___ DATASET RECORDS ___
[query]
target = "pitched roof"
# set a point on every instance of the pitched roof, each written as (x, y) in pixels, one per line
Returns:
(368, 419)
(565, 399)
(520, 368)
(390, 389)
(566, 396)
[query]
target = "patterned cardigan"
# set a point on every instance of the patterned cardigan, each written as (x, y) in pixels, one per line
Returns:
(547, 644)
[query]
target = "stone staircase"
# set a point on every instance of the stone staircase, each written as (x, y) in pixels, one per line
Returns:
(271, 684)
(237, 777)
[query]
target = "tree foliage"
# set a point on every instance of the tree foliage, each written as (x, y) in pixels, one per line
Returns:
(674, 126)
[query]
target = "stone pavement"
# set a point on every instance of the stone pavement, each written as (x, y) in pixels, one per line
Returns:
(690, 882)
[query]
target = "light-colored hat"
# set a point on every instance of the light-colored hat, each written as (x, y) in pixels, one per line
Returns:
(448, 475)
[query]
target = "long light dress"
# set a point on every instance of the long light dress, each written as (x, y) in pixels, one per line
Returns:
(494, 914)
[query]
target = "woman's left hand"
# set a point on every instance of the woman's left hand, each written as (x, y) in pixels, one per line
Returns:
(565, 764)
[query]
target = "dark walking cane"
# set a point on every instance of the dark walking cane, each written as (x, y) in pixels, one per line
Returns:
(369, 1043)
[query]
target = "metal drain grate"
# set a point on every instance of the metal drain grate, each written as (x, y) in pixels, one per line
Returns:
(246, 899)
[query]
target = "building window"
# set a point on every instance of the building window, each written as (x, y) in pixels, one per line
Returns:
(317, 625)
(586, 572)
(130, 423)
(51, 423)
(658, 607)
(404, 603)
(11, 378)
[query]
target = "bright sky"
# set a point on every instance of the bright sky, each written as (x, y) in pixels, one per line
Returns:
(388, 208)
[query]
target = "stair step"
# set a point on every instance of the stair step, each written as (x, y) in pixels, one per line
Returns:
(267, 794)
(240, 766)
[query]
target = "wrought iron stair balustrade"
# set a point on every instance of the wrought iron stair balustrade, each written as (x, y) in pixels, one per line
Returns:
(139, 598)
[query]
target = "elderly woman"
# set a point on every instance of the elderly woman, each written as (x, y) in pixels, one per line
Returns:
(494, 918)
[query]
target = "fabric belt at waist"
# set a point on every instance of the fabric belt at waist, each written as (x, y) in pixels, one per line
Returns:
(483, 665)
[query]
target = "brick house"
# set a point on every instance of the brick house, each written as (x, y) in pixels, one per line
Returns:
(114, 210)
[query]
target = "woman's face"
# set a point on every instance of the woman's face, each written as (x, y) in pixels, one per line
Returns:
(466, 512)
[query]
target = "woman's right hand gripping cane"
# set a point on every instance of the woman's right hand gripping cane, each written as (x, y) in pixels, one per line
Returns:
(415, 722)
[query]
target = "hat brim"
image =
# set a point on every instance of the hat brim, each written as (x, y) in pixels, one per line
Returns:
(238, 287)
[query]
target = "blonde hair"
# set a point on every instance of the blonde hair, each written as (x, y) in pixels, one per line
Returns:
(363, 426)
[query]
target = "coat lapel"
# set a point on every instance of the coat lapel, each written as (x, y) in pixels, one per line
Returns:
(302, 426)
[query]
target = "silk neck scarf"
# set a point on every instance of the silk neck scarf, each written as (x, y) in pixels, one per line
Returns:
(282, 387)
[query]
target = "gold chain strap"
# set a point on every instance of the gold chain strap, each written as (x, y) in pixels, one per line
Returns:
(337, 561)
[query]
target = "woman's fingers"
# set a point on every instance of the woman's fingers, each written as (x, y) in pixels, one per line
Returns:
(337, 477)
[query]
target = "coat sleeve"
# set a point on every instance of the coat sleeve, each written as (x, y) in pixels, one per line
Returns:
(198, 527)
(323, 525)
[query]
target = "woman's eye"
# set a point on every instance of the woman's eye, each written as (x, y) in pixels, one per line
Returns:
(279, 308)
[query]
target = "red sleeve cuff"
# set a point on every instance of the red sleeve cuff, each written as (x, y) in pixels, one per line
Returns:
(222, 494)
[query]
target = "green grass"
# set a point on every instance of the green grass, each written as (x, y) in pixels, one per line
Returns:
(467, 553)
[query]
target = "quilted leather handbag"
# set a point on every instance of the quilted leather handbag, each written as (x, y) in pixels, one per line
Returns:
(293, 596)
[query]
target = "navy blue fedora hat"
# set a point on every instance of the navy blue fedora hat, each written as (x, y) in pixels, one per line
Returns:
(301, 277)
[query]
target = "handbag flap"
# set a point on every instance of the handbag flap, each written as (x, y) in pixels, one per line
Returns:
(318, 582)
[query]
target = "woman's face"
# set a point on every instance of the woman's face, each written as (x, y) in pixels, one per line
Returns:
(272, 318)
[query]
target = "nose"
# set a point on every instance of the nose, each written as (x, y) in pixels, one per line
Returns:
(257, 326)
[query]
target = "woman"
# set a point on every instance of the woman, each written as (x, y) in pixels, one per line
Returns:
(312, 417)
___
Give a word-for-word copy of the records.

[query]
target = "pitched roof"
# set a point on every instance of the pitched roof, each written as (x, y) in pixels, one per line
Returns:
(368, 419)
(565, 399)
(520, 368)
(390, 389)
(566, 396)
[query]
target = "patterned cardigan"
# set a point on every instance of the patterned cardigan, each written as (x, y) in pixels, one per line
Returns:
(547, 644)
[query]
target = "stone staircase"
# set a point on every instance of the stone staircase, each written as (x, y) in pixels, one per line
Returns:
(271, 684)
(237, 777)
[query]
target = "tree foliage"
# set a point on every instance of the tree foliage, each written as (x, y) in pixels, one per line
Returns:
(674, 126)
[query]
target = "stone pavement"
# set a point on every instance of the stone pavement, each written as (x, y) in pixels, one per line
Returns:
(690, 882)
[query]
target = "light-colored hat"
# set a point on every instance of the light-colored hat, each written as (x, y) in pixels, one per line
Returns:
(448, 475)
[query]
target = "long light dress"
# set a point on every instance of the long light dress, each written as (x, y) in pixels, one per line
Returns:
(494, 914)
[query]
target = "woman's left hand"
# set a point on every instance of the woman's left hand, each written as (x, y) in pixels, one per line
Returns:
(565, 764)
[query]
target = "dark walking cane"
# set a point on every instance of the dark walking cane, each written as (x, y) in pixels, one per line
Returns:
(369, 1043)
[query]
target = "metal drain grate"
# set a point on every instance of the metal drain grate, each written as (x, y) in pixels, one per line
Returns:
(246, 899)
[query]
target = "building window"
# set a point on every instance of the building window, each written as (x, y) in pixels, one per line
Returns:
(317, 625)
(586, 572)
(130, 423)
(51, 423)
(658, 607)
(404, 603)
(11, 378)
[query]
target = "bright sky"
# set a point on every instance of the bright sky, each written as (x, y) in pixels, one per line
Returns:
(388, 208)
[query]
target = "stair step"
# set a point on every instance of the stair step, each written as (x, y) in pixels, one per line
Returns:
(267, 794)
(240, 766)
[query]
target = "wrought iron stair balustrade"
# set a point on every instance of the wrought iron stair balustrade, each written as (x, y) in pixels, one per line
Returns:
(139, 598)
[query]
target = "elderly woman"
# set a point on every instance of the elderly woman, each written as (x, y) in pixels, one per line
Returns:
(494, 918)
[query]
target = "fabric belt at waist"
# set a point on every instance of the fabric belt at waist, each written as (x, y) in pixels, one per line
Returns:
(483, 665)
[query]
target = "brick house"
# set a point on every instance of the brick house, each written as (x, y) in pixels, one per line
Returns:
(114, 210)
[query]
target = "woman's face"
# set a point on every instance of the woman's face, each written as (x, y) in pixels, one per line
Returns:
(466, 512)
[query]
target = "woman's right hand gripping cane"
# set a point on every instance of the woman's right hand gripping cane, each written as (x, y) in pixels, one per line
Returns:
(415, 722)
[query]
target = "hat brim"
image =
# set a point on every instance of the hat brim, each written as (x, y) in pixels, one per line
Returns:
(238, 287)
[query]
target = "blonde hair"
# set a point on every instance of the blonde hair, each written as (x, y) in pixels, one per line
Returns:
(363, 426)
[query]
target = "coat lapel"
# set a point on every instance of the coat lapel, each written as (x, y) in pixels, one per line
Returns:
(302, 426)
[query]
target = "silk neck scarf"
# set a point on every instance of the silk neck scarf, each written as (x, y) in pixels, one per line
Returns:
(282, 387)
[query]
target = "gold chain strap"
# set a point on every instance of the gold chain strap, each written as (x, y) in pixels, one per line
Returns:
(337, 561)
[query]
target = "woman's fingers"
# set a point on every instance of the woman's fingers, each written as (x, y) in pixels, one per line
Returns:
(337, 477)
[query]
target = "coat sleeve"
# set a point on every instance of the coat sleeve, each written as (x, y) in pixels, one per line
Returns:
(198, 527)
(323, 525)
[query]
target = "woman's eye"
# set a point on every instance of the woman's eye, each written as (x, y) in pixels, one per line
Returns:
(279, 308)
[query]
target = "red sleeve cuff"
# set a point on every instance of the red sleeve cuff, each written as (x, y) in pixels, one per line
Returns:
(222, 494)
[query]
target = "green grass"
# set a point on every instance of the green grass, each written as (x, y) in pixels, one per line
Returns:
(467, 553)
[query]
target = "quilted leather handbag"
# set a point on every instance of the quilted leather handbag, each written as (x, y) in pixels, one per line
Returns:
(293, 596)
[query]
target = "navy blue fedora hat"
# set a point on every instance of the navy blue fedora hat, each written as (x, y) in pixels, one per line
Returns:
(301, 277)
[query]
target = "handbag flap"
# set a point on every instance of the handbag flap, each written as (x, y) in pixels, one per line
Returns:
(318, 582)
[query]
target = "woman's face"
# set a point on every instance of the woman's face, each written as (x, y) in pixels, one per line
Returns:
(272, 318)
[query]
target = "nose"
# set a point on every instance of the nose, each written as (x, y) in pixels, one per line
Returns:
(257, 326)
[query]
target = "woman"
# set a point on every instance of the woman, each written as (x, y) in pixels, one per line
Returns:
(312, 417)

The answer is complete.